[Stored data]
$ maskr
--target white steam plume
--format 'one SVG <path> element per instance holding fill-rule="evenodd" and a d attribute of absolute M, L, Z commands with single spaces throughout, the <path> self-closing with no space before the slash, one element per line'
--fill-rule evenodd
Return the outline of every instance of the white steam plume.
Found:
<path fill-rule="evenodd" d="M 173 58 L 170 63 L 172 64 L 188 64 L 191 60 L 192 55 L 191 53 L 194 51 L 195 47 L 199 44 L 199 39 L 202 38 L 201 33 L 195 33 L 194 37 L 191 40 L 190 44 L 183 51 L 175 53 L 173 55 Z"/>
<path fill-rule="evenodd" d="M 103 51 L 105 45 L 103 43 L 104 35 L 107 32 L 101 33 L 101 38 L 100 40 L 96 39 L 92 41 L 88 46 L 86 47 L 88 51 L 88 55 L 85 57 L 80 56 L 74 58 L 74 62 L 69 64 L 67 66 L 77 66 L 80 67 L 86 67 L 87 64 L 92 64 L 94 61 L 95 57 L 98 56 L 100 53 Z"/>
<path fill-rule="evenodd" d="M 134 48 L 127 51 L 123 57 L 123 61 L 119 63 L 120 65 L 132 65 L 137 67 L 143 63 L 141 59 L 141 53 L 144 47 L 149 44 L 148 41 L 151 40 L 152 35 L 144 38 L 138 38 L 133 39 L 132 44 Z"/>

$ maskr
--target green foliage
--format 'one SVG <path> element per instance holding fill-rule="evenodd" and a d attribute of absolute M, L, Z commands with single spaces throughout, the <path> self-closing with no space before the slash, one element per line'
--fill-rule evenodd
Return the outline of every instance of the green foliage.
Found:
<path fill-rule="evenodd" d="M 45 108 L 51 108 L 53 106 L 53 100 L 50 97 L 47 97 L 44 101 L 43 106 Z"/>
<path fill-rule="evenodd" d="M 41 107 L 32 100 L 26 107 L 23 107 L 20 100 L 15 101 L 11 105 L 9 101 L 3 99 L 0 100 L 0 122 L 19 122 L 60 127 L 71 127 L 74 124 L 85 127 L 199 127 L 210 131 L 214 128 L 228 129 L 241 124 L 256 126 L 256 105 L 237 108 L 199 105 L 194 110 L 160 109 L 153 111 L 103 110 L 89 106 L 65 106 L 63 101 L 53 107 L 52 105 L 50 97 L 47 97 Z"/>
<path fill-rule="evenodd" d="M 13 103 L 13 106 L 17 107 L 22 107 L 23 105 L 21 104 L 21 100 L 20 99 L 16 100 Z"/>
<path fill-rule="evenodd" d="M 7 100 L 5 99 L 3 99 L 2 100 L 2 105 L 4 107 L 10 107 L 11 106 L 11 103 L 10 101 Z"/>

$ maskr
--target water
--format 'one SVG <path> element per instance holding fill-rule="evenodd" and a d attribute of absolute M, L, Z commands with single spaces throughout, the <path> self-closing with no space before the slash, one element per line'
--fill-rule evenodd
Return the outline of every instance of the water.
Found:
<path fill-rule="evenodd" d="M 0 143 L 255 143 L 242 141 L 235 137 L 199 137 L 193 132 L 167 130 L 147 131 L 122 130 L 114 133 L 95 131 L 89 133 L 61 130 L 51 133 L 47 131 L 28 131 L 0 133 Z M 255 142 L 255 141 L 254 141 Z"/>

Exercise instructions: Write out the data exactly as it stands.

Answer to the exercise:
$ maskr
--target white steam plume
--format 'one SVG <path> element per instance holding fill-rule="evenodd" and a d attribute of absolute M, L, Z commands with single spaces throughout, the <path> self-closing with no space before the slash, one element per line'
--fill-rule evenodd
Return the outline of every instance of the white steam plume.
Found:
<path fill-rule="evenodd" d="M 173 58 L 170 63 L 172 64 L 188 64 L 191 60 L 192 55 L 191 53 L 194 51 L 195 47 L 199 44 L 199 39 L 202 38 L 201 33 L 195 33 L 194 37 L 191 40 L 190 44 L 183 51 L 175 53 L 173 55 Z"/>
<path fill-rule="evenodd" d="M 103 51 L 105 45 L 103 43 L 104 35 L 107 32 L 101 33 L 101 38 L 100 40 L 96 39 L 92 41 L 88 46 L 86 47 L 88 51 L 88 55 L 85 57 L 80 56 L 74 58 L 74 62 L 69 64 L 67 66 L 77 66 L 80 67 L 86 67 L 87 64 L 92 64 L 94 61 L 95 57 L 98 56 L 100 53 Z"/>
<path fill-rule="evenodd" d="M 134 48 L 127 51 L 123 57 L 123 61 L 119 63 L 120 65 L 132 65 L 137 67 L 143 63 L 141 59 L 141 53 L 144 47 L 149 44 L 148 41 L 151 40 L 152 35 L 144 38 L 138 38 L 133 39 L 132 44 Z"/>

$ maskr
--target green foliage
--format 'one SVG <path> element per instance holding fill-rule="evenodd" and a d attribute of absolute M, L, Z commands with single spaces throughout, the <path> self-closing with no space before the slash, one element per line'
--fill-rule evenodd
Return the outline of every instance of the green foliage.
Found:
<path fill-rule="evenodd" d="M 45 108 L 51 108 L 53 106 L 53 100 L 50 97 L 47 97 L 44 101 L 43 106 Z"/>
<path fill-rule="evenodd" d="M 41 107 L 32 100 L 26 107 L 23 107 L 20 100 L 15 101 L 11 105 L 9 101 L 3 99 L 0 100 L 0 122 L 19 122 L 60 127 L 71 127 L 74 124 L 85 127 L 199 127 L 210 131 L 214 128 L 228 129 L 241 124 L 256 126 L 256 105 L 237 108 L 199 105 L 194 110 L 160 109 L 153 111 L 103 110 L 89 106 L 65 106 L 63 101 L 53 107 L 52 105 L 50 97 L 47 97 Z"/>
<path fill-rule="evenodd" d="M 13 103 L 13 106 L 17 107 L 22 107 L 23 105 L 21 104 L 21 100 L 20 99 L 16 100 Z"/>
<path fill-rule="evenodd" d="M 7 100 L 5 99 L 3 99 L 2 100 L 2 105 L 4 107 L 10 107 L 11 106 L 11 103 L 10 101 Z"/>

$ maskr
--target water
--format 'one SVG <path> element per instance holding fill-rule="evenodd" and a d attribute of absolute M, L, Z commands with single spaces throughout, the <path> self-closing with no space before the slash, one element per line'
--fill-rule evenodd
Return the outline of every instance of the water.
Found:
<path fill-rule="evenodd" d="M 0 143 L 255 143 L 242 141 L 235 137 L 199 137 L 193 132 L 167 130 L 147 131 L 122 130 L 114 133 L 95 131 L 89 133 L 61 130 L 51 133 L 47 131 L 28 131 L 0 133 Z M 255 142 L 255 141 L 254 141 Z"/>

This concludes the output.